Description of the task → Rewrite every listing below, changing "tightest possible bounding rectangle" to "smallest enclosing box" wherever it occurs and leaving all other text as it is.

Supplied records →
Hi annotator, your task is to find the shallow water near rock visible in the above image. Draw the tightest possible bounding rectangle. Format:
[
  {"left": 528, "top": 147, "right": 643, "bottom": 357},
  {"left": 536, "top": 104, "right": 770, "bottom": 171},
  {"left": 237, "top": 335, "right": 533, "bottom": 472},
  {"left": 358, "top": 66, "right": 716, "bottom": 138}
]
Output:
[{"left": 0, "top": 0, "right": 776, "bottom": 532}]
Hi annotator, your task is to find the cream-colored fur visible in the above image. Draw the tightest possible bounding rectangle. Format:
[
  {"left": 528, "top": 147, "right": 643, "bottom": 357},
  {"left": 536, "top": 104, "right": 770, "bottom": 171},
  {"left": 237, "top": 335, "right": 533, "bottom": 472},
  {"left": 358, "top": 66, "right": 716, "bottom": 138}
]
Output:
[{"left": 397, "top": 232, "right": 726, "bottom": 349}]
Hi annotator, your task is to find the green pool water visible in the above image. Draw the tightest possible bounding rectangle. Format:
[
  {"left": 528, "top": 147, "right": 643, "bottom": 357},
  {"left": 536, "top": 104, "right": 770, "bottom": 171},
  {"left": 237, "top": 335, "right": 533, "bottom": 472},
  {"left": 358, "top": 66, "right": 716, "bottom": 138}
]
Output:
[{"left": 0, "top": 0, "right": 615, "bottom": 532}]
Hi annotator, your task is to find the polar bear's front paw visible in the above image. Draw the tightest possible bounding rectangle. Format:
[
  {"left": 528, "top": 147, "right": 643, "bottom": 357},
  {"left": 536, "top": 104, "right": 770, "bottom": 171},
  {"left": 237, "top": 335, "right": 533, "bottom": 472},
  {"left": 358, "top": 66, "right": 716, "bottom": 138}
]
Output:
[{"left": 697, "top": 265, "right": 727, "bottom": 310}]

Exercise solution →
Hi annotator, your task is to find the shallow water near rock visible in the above image. Draw the smallest enclosing box. Format:
[
  {"left": 528, "top": 147, "right": 643, "bottom": 357},
  {"left": 536, "top": 104, "right": 770, "bottom": 171},
  {"left": 237, "top": 335, "right": 533, "bottom": 472},
  {"left": 358, "top": 66, "right": 716, "bottom": 138}
]
Output:
[{"left": 0, "top": 0, "right": 776, "bottom": 532}]
Hi annotator, your task is to find the cream-colored fur visible in the above image. Draw the smallest enclosing box. Format:
[
  {"left": 528, "top": 147, "right": 643, "bottom": 357},
  {"left": 536, "top": 104, "right": 770, "bottom": 171},
  {"left": 237, "top": 335, "right": 533, "bottom": 472},
  {"left": 358, "top": 66, "right": 716, "bottom": 138}
]
Output:
[{"left": 397, "top": 232, "right": 726, "bottom": 349}]
Hi annotator, your task is to find the green pool water visible in the above image. Draw the smallest enclosing box. Format:
[
  {"left": 528, "top": 147, "right": 643, "bottom": 357},
  {"left": 536, "top": 104, "right": 770, "bottom": 171},
  {"left": 237, "top": 335, "right": 533, "bottom": 472},
  {"left": 358, "top": 66, "right": 716, "bottom": 138}
]
Output:
[{"left": 0, "top": 0, "right": 615, "bottom": 532}]
Hi annotator, your task is to find the polar bear's front paw visible in the above image. Draw the smallest enclosing box. Format:
[
  {"left": 528, "top": 147, "right": 643, "bottom": 357},
  {"left": 536, "top": 104, "right": 770, "bottom": 171},
  {"left": 237, "top": 335, "right": 533, "bottom": 472},
  {"left": 358, "top": 66, "right": 716, "bottom": 138}
]
Output:
[{"left": 697, "top": 265, "right": 727, "bottom": 310}]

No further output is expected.